=== Set problem A ===
Echo the blog post about hitting rock bottom word for word, starting with "Rather than to" and going on through "that we bounce!".
=== Set problem B ===
Carry on the blog post about hitting rock bottom from the point where it stops.

=== Text shown ===
*****

The title
for this blog comes from a rant I heard Dennis Miller make one time on “Dennis
Miller Live”, which, once again, significantly shows my age, but perhaps you’ll
mistakenly confuse that with wisdom, so let’s go with it. All that said, I am a big fan and supporter
of the notion of “hitting rock bottom so hard that you bounce”, because aside
from the hilarious visual imagery, it’s a VERY true experience for those that
have actually experienced it. Society
presents to us the idea that hitting rock bottom is the absolute worst
experience we can have: that it is something to be avoided and fought against
with as much resistance as possible, but this is binary thinking. The notion being presupposed is that, if one
is not at rock bottom, they are in a superior space…but between the peak of the
mountain and rock bottom lies SO many other levels of elevation that many, in
their attempts to AVOID rock bottom, find themselves mere millimeters above the
surface, just barely subsisting off of whatever scraps they can obtain at such
a meager existence. Would it not be much
more preferable for these individuals to, instead, allow themselves the
necessary degree of free fall to actually STRIKE rock bottom and, in doing so,
bounce and begin to progress UPWARD?
Rather than to float idly above the surface, to actually me sailing
skyward once more? Rock bottom is not to
be avoided: when it is in our sights, we must instead endeavor to hit rock
bottom so hard that we bounce!

*****

=== Data entries ===
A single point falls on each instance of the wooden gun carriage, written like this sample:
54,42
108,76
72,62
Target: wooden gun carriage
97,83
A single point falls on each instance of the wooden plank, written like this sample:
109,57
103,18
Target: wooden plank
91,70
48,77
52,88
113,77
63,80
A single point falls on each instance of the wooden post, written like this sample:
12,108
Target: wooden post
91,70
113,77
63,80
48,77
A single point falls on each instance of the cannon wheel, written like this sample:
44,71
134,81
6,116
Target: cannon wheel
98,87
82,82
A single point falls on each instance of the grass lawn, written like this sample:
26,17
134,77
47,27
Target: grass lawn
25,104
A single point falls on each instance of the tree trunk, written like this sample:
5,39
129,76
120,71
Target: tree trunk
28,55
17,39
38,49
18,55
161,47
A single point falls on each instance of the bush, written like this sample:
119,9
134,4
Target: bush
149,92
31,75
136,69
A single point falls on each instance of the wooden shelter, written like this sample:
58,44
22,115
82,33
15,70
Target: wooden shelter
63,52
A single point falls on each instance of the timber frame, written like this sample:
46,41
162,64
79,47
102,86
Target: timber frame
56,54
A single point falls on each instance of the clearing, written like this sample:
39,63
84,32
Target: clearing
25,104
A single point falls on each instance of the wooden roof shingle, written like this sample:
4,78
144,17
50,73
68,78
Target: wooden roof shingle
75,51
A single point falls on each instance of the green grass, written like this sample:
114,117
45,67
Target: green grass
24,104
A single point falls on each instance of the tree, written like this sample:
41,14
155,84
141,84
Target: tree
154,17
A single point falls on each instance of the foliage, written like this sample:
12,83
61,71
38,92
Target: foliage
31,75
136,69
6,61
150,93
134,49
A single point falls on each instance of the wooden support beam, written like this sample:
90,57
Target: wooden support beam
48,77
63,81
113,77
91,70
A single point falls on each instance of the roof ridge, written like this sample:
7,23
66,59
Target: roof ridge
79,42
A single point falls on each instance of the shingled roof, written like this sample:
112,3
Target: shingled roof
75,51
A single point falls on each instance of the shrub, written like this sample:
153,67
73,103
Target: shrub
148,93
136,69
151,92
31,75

*****

=== Task response A ===
Rather than to float idly above the surface, to actually me sailing
skyward once more? Rock bottom is not to
be avoided: when it is in our sights, we must instead endeavor to hit rock
bottom so hard that we bounce!

=== Task response B ===
Speaking of Dennis Miller and hitting rock bottom...but this movie DID have an awesome soundtrack |
“No half
measures”, if I’m going to quote a slightly more current television program
there with “Breaking Bad”, because that’s ultimately what this is a rallying
call for. In order to ACTUALLY hit rock
bottom, you have to be committed to SOMETHING, even if it IS the “wrong
thing”. No one hits rock bottom from
part time drug use: they are there from constant benders and spiraling out of
control. You don’t get there from
penny-slots: you get there from a completely out of control gambling
addiction. And when it comes to physical
transformation, you’re not going to hit rock bottom with moderate intensity, 3
reps in reserve, frequent rest breaks, perfect form, etc etc. No dear reader: you get there by going
absolutely and totally completely off the rails, using way too much volume,
intensity, frequency, variety, etc etc.
You do too much, or you do it too often, or you do it for too long, or a
combination of the 3, or all 3 at once, but you OVERdo. And the same of diet: you don’t get there
with moderation: you get there by going STUPIDLY extreme in one direction or
the other. You Bruce Randall your way to
400lbs, or you find the limits of the body by going on a 32lb Kroc cut in 36
hours. You decide to give the Gironda 36
eggs a day diet a go, or the gallon of milk a day…or both! Here we are FINDING the limits: here we are
hitting rock bottom HARD!
Why? Because rock bottom is the absolute BEST
place to be. Oh my goodness yes. Much like how the Art of War says to never
cut off all avenue of escape from your enemy, because it means they will now
fight as though they have nothing left to lose, OR the old joke about how
“we’ve got the enemy in front of us, behind us, to the left and to the right:
they can’t escape us now!”, once you are at rock bottom, the only place you
have to go is UP! Could you imagine a better scenario for someone seeking physical
transformation? If the goal is simply TO
transform, it means you’re at a place now where ANY decision you make is the
right one, so long as that decision ISN’T “keep doing what I’m doing”. What you were doing MAY have been working (as
I imagine it’s why you selected it in the first place), and now you’ve so
completely exhausted any potential good out of it that you’re at a point where
ANY decision you make now is “the right one”.
You could not BE more empowered.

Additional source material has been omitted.